**TASK STATEMENT**
Every line of the records below that holds the word "tree" should be copied out.
DATA FOR ANALYSIS section start
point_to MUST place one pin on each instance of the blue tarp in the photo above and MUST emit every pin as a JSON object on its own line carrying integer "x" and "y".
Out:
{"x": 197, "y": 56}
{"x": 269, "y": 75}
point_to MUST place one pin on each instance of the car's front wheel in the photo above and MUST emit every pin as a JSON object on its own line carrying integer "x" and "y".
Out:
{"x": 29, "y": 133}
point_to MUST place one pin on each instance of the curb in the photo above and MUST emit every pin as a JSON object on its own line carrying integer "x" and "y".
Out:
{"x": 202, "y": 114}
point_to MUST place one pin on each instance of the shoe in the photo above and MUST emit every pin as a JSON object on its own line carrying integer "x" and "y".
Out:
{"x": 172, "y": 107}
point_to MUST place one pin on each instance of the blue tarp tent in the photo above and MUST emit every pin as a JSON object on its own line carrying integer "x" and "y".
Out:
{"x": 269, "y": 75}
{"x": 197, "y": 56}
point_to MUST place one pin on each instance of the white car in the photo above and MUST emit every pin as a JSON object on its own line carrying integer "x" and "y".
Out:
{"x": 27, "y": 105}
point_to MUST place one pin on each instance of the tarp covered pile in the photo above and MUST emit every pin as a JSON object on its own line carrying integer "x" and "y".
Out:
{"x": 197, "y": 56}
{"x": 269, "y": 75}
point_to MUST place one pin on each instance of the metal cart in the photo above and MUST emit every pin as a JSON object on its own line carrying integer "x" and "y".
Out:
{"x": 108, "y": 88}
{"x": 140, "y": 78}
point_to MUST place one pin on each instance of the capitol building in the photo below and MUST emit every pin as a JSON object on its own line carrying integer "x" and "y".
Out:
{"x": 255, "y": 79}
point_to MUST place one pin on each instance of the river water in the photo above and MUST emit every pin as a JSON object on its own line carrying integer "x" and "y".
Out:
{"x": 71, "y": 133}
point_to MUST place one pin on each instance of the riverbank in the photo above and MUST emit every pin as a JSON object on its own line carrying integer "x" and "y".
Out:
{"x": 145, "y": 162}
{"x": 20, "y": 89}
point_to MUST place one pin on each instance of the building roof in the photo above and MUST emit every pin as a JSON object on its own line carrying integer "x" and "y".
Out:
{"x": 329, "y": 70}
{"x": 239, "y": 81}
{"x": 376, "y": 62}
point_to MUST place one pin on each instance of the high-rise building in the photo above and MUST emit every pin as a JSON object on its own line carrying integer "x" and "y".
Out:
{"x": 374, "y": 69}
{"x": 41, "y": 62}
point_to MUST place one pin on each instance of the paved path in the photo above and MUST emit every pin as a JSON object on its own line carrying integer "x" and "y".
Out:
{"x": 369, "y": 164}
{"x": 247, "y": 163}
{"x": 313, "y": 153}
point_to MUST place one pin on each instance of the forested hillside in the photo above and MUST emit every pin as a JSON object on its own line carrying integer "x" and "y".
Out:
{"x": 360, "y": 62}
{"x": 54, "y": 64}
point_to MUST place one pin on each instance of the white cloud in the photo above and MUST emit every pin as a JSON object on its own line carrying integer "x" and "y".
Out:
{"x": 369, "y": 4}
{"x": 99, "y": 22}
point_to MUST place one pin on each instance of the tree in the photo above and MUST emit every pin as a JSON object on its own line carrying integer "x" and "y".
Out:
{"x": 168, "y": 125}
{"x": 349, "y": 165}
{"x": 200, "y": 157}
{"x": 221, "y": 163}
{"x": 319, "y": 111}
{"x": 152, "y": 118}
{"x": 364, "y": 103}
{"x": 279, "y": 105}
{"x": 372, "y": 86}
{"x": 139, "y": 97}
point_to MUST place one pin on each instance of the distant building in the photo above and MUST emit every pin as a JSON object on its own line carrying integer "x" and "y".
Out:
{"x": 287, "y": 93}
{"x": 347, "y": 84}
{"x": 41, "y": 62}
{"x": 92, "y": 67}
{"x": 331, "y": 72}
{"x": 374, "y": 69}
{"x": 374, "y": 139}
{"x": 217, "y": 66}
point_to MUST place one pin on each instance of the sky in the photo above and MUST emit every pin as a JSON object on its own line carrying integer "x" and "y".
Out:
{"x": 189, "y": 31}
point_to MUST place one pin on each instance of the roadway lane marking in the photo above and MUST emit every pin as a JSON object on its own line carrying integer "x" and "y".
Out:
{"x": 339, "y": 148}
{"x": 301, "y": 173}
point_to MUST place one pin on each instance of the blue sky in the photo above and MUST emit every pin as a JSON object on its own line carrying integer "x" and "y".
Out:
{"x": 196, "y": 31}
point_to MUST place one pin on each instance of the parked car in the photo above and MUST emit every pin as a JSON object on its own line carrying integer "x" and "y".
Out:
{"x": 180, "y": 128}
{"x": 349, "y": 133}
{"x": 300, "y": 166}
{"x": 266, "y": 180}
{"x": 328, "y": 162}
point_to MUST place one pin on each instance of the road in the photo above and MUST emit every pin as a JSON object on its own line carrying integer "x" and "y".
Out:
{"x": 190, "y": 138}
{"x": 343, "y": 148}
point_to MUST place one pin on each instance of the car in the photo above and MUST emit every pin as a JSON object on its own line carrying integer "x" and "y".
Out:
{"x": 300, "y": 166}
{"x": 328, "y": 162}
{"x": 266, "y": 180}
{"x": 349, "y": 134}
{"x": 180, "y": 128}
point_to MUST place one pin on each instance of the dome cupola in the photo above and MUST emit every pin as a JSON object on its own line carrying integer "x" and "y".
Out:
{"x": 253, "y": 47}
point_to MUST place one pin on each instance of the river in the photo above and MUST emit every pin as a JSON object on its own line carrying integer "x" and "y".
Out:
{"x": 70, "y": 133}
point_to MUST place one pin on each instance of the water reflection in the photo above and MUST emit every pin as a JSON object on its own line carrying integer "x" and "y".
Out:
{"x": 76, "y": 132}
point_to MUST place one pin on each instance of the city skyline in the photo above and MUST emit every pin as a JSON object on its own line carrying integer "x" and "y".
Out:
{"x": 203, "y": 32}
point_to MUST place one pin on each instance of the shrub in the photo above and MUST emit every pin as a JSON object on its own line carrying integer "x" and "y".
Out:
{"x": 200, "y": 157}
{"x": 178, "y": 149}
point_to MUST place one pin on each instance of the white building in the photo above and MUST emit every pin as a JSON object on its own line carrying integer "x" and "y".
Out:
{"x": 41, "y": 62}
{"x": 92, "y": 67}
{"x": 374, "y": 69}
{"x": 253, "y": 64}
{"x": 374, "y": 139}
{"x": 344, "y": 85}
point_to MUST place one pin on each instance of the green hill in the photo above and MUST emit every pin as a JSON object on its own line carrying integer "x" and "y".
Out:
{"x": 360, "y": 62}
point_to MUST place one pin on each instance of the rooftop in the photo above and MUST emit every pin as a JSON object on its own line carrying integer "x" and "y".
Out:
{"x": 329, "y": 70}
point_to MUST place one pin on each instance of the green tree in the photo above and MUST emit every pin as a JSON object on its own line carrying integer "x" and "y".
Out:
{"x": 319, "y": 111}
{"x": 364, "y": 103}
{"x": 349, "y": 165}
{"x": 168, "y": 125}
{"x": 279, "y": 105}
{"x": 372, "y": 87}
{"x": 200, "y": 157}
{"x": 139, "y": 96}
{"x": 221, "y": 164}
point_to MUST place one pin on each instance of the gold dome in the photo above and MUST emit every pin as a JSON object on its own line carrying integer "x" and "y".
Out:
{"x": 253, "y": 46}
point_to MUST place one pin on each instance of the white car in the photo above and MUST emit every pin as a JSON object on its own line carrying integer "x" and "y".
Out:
DATA FOR ANALYSIS section end
**SOLUTION TO THE PROBLEM**
point_to MUST place one pin on each instance of the tree in the photo above and MUST emit every pin as a JSON object on its own line carrying integer "x" and "y".
point_to MUST place one pin on each instance of the green tree in the photo above and MUST emit every pin as a JSON object on its own line carrying integer "x" and "y".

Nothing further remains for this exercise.